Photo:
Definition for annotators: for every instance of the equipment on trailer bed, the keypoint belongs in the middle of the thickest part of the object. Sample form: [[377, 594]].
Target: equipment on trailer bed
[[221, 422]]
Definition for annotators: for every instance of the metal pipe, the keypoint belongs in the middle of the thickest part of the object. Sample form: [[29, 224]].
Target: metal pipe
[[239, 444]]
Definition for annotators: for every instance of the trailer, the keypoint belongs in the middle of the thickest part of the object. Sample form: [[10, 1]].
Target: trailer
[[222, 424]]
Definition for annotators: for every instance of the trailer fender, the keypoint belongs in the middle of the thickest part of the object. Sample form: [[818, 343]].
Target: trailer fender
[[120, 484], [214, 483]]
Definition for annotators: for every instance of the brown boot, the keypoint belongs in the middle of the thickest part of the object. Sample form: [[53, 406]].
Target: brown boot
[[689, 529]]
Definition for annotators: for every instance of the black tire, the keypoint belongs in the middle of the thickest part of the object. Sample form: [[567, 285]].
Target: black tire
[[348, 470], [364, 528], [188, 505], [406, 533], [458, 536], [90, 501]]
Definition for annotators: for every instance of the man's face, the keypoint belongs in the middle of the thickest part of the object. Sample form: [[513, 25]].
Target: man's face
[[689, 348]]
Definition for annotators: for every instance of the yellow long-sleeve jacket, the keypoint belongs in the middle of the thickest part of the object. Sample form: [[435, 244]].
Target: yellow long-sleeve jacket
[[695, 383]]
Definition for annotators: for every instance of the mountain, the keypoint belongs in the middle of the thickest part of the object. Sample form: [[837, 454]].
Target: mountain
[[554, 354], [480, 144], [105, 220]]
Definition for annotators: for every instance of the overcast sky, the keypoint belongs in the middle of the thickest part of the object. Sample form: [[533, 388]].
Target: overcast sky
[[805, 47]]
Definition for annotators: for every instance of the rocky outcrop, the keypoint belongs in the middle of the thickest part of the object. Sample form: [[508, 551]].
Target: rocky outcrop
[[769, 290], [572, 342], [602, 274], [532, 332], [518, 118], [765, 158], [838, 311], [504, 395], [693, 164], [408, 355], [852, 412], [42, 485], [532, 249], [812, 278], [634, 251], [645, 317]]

====================

Please reproduce all of the entries above, word for word, with nothing added or changed.

* [EXERCISE RESULT]:
Photo:
Definition for annotators: for every instance of the equipment on trailer bed, the keypoint belongs in the middle of the thickest part of the object. Sample form: [[377, 594]].
Target: equipment on trailer bed
[[221, 422]]
Definition for annotators: for every instance of the metal pipe, the keypoint belongs in the middle of the thickest part of the object. Sample form: [[29, 224]].
Target: metal pipe
[[239, 444]]
Definition for annotators: for every instance of the trailer, the keypoint belongs in the middle of the thickest part of the object. Sample form: [[10, 1]].
Target: trailer
[[222, 424]]
Definition for annotators: for every instance of the trailer fender, the keypoint belongs in the middle of the thickest part of the object. Sample form: [[818, 343]].
Target: trailer fender
[[120, 484], [214, 483]]
Definition for annotators: for every instance of the brown boot, the keypoint belongs in the middle of the thickest part of the object. Sample form: [[53, 406]].
Target: brown boot
[[689, 529]]
Definition for annotators: for every instance of the black tire, the keypoint belongs in the middle of the thickest part of the object. Sample form: [[567, 285]].
Target: black tire
[[348, 470], [364, 528], [188, 505], [406, 533], [458, 536], [90, 501]]
Definition for annotators: for every instance of the man's face, the keypoint belongs in the middle of the thickest part of the object. Sample form: [[513, 25]].
Target: man's face
[[689, 348]]
Definition for annotators: for every instance of the yellow long-sleeve jacket, the keypoint belongs in the middle of the thickest part of the object. Sample form: [[435, 244]].
Target: yellow long-sleeve jacket
[[695, 383]]
Definition for annotators: for every instance of the mountain, the keypoint belongs in the middle of the thickest part of the object. Sample form: [[837, 454]].
Target: mountain
[[554, 354], [480, 144], [105, 220]]
Definition for annotators: for every instance of the overcast sky, the keypoint belongs in the middle of the thickest part of the object. Sample form: [[533, 388]].
Target: overcast sky
[[805, 47]]
Definition for annotators: for every instance of the rocky outcrop, the keypoint belongs in the middle of the thickest part of the object. Sample form: [[508, 551]].
Target: rocky outcrop
[[769, 290], [572, 342], [602, 274], [532, 332], [518, 118], [765, 158], [838, 311], [504, 395], [693, 164], [408, 355], [852, 412], [42, 485], [532, 249], [812, 278], [634, 251], [645, 317]]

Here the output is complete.